WHAT THE TASK ASKS: Nothing but a verbatim copy of the data, minus the images, should be returned.

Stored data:
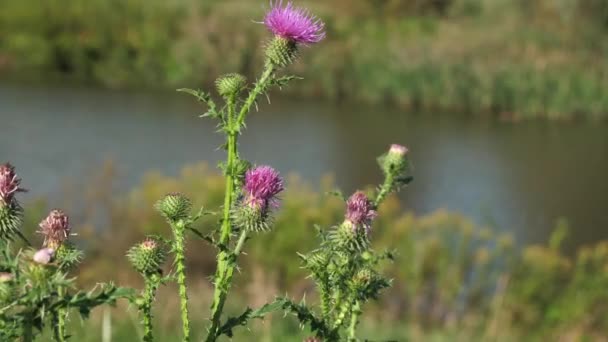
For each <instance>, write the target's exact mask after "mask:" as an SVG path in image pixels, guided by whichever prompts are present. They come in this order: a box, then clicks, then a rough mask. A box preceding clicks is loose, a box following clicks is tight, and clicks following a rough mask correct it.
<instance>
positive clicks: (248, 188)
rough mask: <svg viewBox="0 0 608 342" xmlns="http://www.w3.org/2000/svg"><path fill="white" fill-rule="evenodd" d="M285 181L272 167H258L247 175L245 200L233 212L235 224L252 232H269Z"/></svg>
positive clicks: (242, 198) (239, 226) (239, 202)
mask: <svg viewBox="0 0 608 342" xmlns="http://www.w3.org/2000/svg"><path fill="white" fill-rule="evenodd" d="M283 189H284V187H283V179H282V178H281V176H280V175H279V173H278V172H277V171H275V170H274V169H273V168H271V167H270V166H258V167H255V168H253V169H250V170H249V171H247V173H246V174H245V184H244V185H243V192H244V194H243V198H242V200H241V201H240V202H239V203H238V204H237V207H236V208H235V210H234V211H233V217H234V220H235V223H236V224H237V225H238V226H239V227H243V228H245V229H247V230H250V231H265V230H268V229H269V227H270V223H271V216H270V213H271V210H272V208H276V207H278V205H279V201H278V199H277V195H278V194H279V193H280V192H281V191H283Z"/></svg>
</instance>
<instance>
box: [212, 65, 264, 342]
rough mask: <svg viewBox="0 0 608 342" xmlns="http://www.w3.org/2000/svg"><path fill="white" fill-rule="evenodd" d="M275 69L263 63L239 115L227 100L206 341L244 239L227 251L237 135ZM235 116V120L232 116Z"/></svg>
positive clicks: (219, 321) (223, 300)
mask: <svg viewBox="0 0 608 342" xmlns="http://www.w3.org/2000/svg"><path fill="white" fill-rule="evenodd" d="M273 71H274V67H273V66H272V65H271V64H270V63H267V64H266V68H265V70H264V72H263V73H262V77H261V78H260V80H259V81H258V82H257V83H256V85H255V87H254V88H253V90H251V92H249V96H248V97H247V99H246V100H245V102H244V103H243V106H242V107H241V109H240V112H239V113H238V115H236V111H235V99H234V98H232V97H231V98H229V99H228V101H227V104H228V107H227V108H228V111H227V118H226V125H227V127H224V128H225V131H226V132H227V133H226V134H227V142H226V149H227V154H228V155H227V159H226V190H225V194H224V216H223V221H222V227H221V231H220V241H219V248H220V252H219V254H218V257H217V269H216V272H215V290H214V293H213V304H212V305H211V327H210V328H209V333H208V335H207V339H206V341H207V342H212V341H215V340H216V339H217V338H218V337H219V336H218V335H219V329H220V326H221V318H222V312H223V310H224V304H225V303H226V297H227V296H228V290H229V289H230V284H231V283H232V275H233V274H234V269H235V267H236V256H238V255H239V254H240V251H241V249H242V248H243V244H244V243H245V240H246V239H247V233H246V232H243V233H242V235H241V238H240V239H239V241H238V243H237V245H236V247H235V250H234V252H230V249H229V244H230V235H231V234H232V218H231V216H230V210H231V209H232V206H233V203H234V198H235V195H236V194H235V181H236V178H235V176H236V175H235V165H236V163H237V162H238V160H239V159H238V158H239V156H238V150H237V146H238V134H239V132H240V128H241V127H242V125H243V124H244V122H245V117H246V115H247V113H248V112H249V110H250V108H251V106H252V105H253V103H254V102H255V100H256V99H257V97H258V96H259V95H260V94H262V93H263V92H265V91H266V89H267V87H268V82H269V81H270V79H271V76H272V73H273ZM235 116H236V117H235Z"/></svg>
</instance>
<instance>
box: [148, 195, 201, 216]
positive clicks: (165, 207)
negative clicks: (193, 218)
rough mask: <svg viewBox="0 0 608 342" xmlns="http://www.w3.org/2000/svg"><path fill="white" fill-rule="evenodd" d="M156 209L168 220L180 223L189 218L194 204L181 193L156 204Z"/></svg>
mask: <svg viewBox="0 0 608 342" xmlns="http://www.w3.org/2000/svg"><path fill="white" fill-rule="evenodd" d="M155 207H156V209H157V210H158V211H159V212H160V213H161V214H162V215H163V216H164V217H166V218H167V219H169V220H171V221H179V220H183V219H186V218H187V217H188V215H189V213H190V210H191V209H192V202H190V200H189V199H188V198H187V197H186V196H184V195H182V194H180V193H170V194H168V195H166V196H165V197H164V198H163V199H161V200H159V201H158V202H156V205H155Z"/></svg>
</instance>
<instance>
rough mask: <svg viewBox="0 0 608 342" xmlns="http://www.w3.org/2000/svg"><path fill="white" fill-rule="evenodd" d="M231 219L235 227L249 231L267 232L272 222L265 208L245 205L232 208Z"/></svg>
mask: <svg viewBox="0 0 608 342" xmlns="http://www.w3.org/2000/svg"><path fill="white" fill-rule="evenodd" d="M232 219H233V220H234V224H235V225H236V226H237V227H240V228H243V229H245V230H248V231H250V232H267V231H269V230H270V227H272V224H273V218H272V216H271V215H269V212H268V211H267V210H266V211H264V210H261V209H260V208H259V207H255V206H247V205H243V206H238V207H236V208H235V209H233V210H232Z"/></svg>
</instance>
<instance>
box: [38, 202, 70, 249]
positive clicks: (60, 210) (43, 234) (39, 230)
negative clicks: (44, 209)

PROBLEM SOLUTION:
For each <instance>, write the target's exact mask after "mask:" as an SVG path in image pixels, guided by whichever prompts are present. They come in this order: a box, then clicks, then a rough mask. A box preceding clicks is loose, a box following clicks is tight, and clicks following a rough mask correct it.
<instance>
positive clicks: (248, 188)
rough mask: <svg viewBox="0 0 608 342" xmlns="http://www.w3.org/2000/svg"><path fill="white" fill-rule="evenodd" d="M285 181L272 167H258L247 175L245 200L233 212L235 224L252 232H269Z"/></svg>
positive clicks: (242, 198) (239, 226) (239, 202)
mask: <svg viewBox="0 0 608 342" xmlns="http://www.w3.org/2000/svg"><path fill="white" fill-rule="evenodd" d="M283 189H284V187H283V179H282V178H281V176H280V175H279V173H278V172H277V171H275V170H274V169H273V168H271V167H270V166H258V167H255V168H253V169H250V170H249V171H247V173H246V174H245V184H244V185H243V192H244V194H243V198H242V200H241V201H240V202H239V203H238V204H237V207H236V208H235V210H234V211H233V217H234V220H235V223H236V224H237V225H238V226H239V227H243V228H245V229H247V230H250V231H265V230H268V229H269V227H270V223H271V216H270V213H271V210H272V208H276V207H278V205H279V201H278V199H277V195H278V194H279V193H280V192H281V191H283Z"/></svg>
</instance>
<instance>
box: [212, 65, 264, 342]
rough mask: <svg viewBox="0 0 608 342" xmlns="http://www.w3.org/2000/svg"><path fill="white" fill-rule="evenodd" d="M275 69L263 63L239 115L227 100L206 341L244 239L227 251L237 135ZM235 116V120L232 116Z"/></svg>
positive clicks: (219, 321) (223, 300)
mask: <svg viewBox="0 0 608 342" xmlns="http://www.w3.org/2000/svg"><path fill="white" fill-rule="evenodd" d="M273 71H274V67H273V66H272V65H271V64H270V63H267V64H266V68H265V70H264V72H263V73H262V77H261V78H260V80H259V81H258V82H257V83H256V85H255V87H254V88H253V90H251V92H249V96H248V97H247V99H246V100H245V102H244V103H243V106H242V107H241V109H240V112H239V113H238V115H236V111H235V99H234V98H232V97H231V98H229V99H228V101H227V104H228V107H227V108H228V111H227V118H226V125H227V127H224V128H225V131H226V132H227V133H226V134H227V142H226V149H227V154H228V155H227V159H226V190H225V194H224V216H223V221H222V227H221V231H220V241H219V248H220V252H219V254H218V257H217V269H216V272H215V290H214V293H213V304H212V305H211V327H210V328H209V333H208V335H207V339H206V341H207V342H212V341H215V340H216V339H217V338H218V337H219V336H218V335H219V329H220V326H221V318H222V312H223V310H224V304H225V303H226V297H227V296H228V290H229V289H230V284H231V283H232V275H233V274H234V269H235V267H236V256H238V255H239V254H240V251H241V249H242V248H243V244H244V243H245V240H246V239H247V233H246V232H243V233H242V235H241V238H240V239H239V241H238V243H237V245H236V247H235V250H234V252H230V249H229V244H230V235H231V234H232V218H231V216H230V210H231V209H232V206H233V203H234V198H235V195H236V194H235V181H236V178H235V176H236V175H235V165H236V163H237V162H238V160H239V159H238V158H239V156H238V150H237V146H238V134H239V132H240V128H241V127H242V125H243V124H244V122H245V117H246V115H247V113H248V112H249V110H250V108H251V106H252V105H253V103H254V102H255V100H256V99H257V97H258V96H259V95H260V94H262V93H263V92H265V91H266V89H267V87H268V82H269V81H270V79H271V76H272V73H273ZM235 116H236V117H235Z"/></svg>
</instance>
<instance>
box: [148, 195, 201, 216]
positive clicks: (165, 207)
negative clicks: (193, 218)
rough mask: <svg viewBox="0 0 608 342" xmlns="http://www.w3.org/2000/svg"><path fill="white" fill-rule="evenodd" d="M156 209L168 220L180 223L189 218L194 204L181 193L156 204Z"/></svg>
mask: <svg viewBox="0 0 608 342" xmlns="http://www.w3.org/2000/svg"><path fill="white" fill-rule="evenodd" d="M155 207H156V209H157V210H158V211H159V212H160V213H161V214H162V215H163V216H164V217H166V218H167V219H169V220H171V221H179V220H183V219H186V218H187V217H188V215H189V213H190V210H191V209H192V202H190V200H189V199H188V198H187V197H186V196H184V195H182V194H180V193H170V194H168V195H166V196H165V197H164V198H163V199H161V200H159V201H158V202H156V205H155Z"/></svg>
</instance>
<instance>
rough mask: <svg viewBox="0 0 608 342" xmlns="http://www.w3.org/2000/svg"><path fill="white" fill-rule="evenodd" d="M231 219L235 227L249 231L267 232L272 222L265 208L245 205L232 208Z"/></svg>
mask: <svg viewBox="0 0 608 342" xmlns="http://www.w3.org/2000/svg"><path fill="white" fill-rule="evenodd" d="M232 219H233V220H234V224H235V225H236V226H237V227H240V228H243V229H245V230H248V231H250V232H267V231H269V230H270V227H272V224H273V218H272V216H271V215H269V212H268V211H267V210H266V211H264V210H261V209H260V208H259V207H255V206H247V205H243V206H238V207H236V208H235V209H233V210H232Z"/></svg>
</instance>
<instance>
box: [38, 202, 70, 249]
positive clicks: (60, 210) (43, 234) (39, 230)
negative clicks: (44, 209)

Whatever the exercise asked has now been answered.